> WORK TASK:
Answer these questions using the summary of Julia plotting packages below:
(a) What is the default backend that Plots.jl uses to generate plots?
(b) How long does Makie's startup time now take?
(c) Which package is a grammar of graphics front-end to Makie?

(PAGE EXCERPT begins)

Author Archives: Christopher Rackauckas

Summary of Julia Plotting Packages

By: Christopher Rackauckas

Re-posted from: http://www.stochasticlifestyle.com/summary-of-julia-plotting-packages/

This is a repost of my response on the Julia Discourse on this topic. I was asked to make a blog post so here you go!

The “Main” Plotting Packages

Here’s a quick summary of the most widely used plotting packages. I may have missed one, but I haven’t missed one that is very widely used.

  • Plots.jl is the most used. It’s probably the most documented, used in the most tutorials, and is used in many videos.
    • Pros: Its main draw is that it has a lot of plugins to other packages through its recipes system, which means that a lot of odd things like plot(sol::ODESolution) or showing the sparsity of a BandedMatrix just works. With all of these integrations, it’s normally what I would recommend first to newcomers since they will generally get the most done with the least work. It has a backend system, so you can make it generate plots via GR (the default), Plotly (i.e. make webpages), pyplot, PGFPlots (Latex output), UnicodePlots (i.e. output plots as text). This ease of use and flexibility is what its main draw is.
    • Cons: Its downside has traditionally been its startup time, though it’s nearly a second now so that’s fine. Its main downside now is mostly that it’s not as configurable as something like Makie, and it’s not as optimized if you get up to millions of points. Its flexibility means it’s not just for standard plots but also for animations, building small graphical user interfaces, and building small apps.
  • Makie is probably the second most popular. It’s natively Julia so it’s cool in that aspect, you can see code all the way down.
    • Pros: It’s very optimized for large plots, especially with GPU acceleration via the OpenGL backend (GLMakie). It has a lot of examples these days.
    • Cons: Its downside is that it’s a bit less “first user friendly”, given that its flexibility means there’s a lot more options you’re forced to specify everywhere. It has a recipe system now but it’s fairly new and not well-integrated with most of the ecosystem, so it’s not as seamless as Plots, though by 2024 I would assume that would largely be fixed. It has the longest startup time, used to be in minutes but now it’s like 5-10 seconds.
  • AlgebraOfGraphics.jl is a grammar of graphics front-end to Makie. This essentially means it has an API that looks and acts like R’s ggplot2. Thus it has largely the same pros and cons as Makie, since it’s just calling Makie under the hood, but with the additional pro of being more familiar to users coming from R or con if you haven’t worked with grammar of graphics before (or don’t like the style).
  • Gadfly is a grammar of graphics based library.
    • Pros: It’s very familiar to a ggplot2 user. Its default theme is pretty nice looking.
    • Cons: It’s a bit high on startup time, closer to Makie than Plots. Also, it’s pretty feature poor. In particular, it is missing 3D plots, animations, the ability to make interactive apps with buttons, etc. For these reasons more and more people are adopting AlgebraOfGraphics, but if you’re just doing some standard statistics it’s fine.
  • Vega and VegaLite are of the same camp as Gadfly in the focus towards “standard” statistics and data science, but using wrappers to Javascript libraries.
    • Pro: Fast startups
    • Cons Similar to Gadfly, little to no flexibility (making apps, animations, …) and integration with Julia libraries beyond Queryverse.
  • PlotlyLight is a no-frills wrapper to Plotly.

(PAGE EXCERPT ends)
(INFORMATION SUPPLIED begins)

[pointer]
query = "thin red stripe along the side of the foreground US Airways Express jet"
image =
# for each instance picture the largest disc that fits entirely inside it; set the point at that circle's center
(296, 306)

(INFORMATION SUPPLIED ends)
(INFORMATION SUPPLIED begins)

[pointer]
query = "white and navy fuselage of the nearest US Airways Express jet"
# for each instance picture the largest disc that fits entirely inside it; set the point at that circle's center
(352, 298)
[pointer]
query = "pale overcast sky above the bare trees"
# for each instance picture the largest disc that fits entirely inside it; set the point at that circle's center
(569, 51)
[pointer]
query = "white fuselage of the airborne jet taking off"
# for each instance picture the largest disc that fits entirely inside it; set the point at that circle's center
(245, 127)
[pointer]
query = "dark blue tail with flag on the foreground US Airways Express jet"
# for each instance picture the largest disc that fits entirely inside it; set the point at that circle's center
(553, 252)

(INFORMATION SUPPLIED ends)
(INFORMATION SUPPLIED begins)

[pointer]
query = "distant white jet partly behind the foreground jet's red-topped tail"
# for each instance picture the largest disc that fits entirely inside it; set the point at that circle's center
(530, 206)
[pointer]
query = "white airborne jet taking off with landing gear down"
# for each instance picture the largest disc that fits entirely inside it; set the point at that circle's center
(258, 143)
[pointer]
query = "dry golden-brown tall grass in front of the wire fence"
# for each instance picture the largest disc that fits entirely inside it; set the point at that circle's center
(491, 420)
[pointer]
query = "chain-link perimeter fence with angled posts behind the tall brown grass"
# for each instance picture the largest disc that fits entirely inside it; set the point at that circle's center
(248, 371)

(INFORMATION SUPPLIED ends)

> WRITTEN SOLUTION:
(a) GR
(b) About 5-10 seconds
(c) AlgebraOfGraphics.jl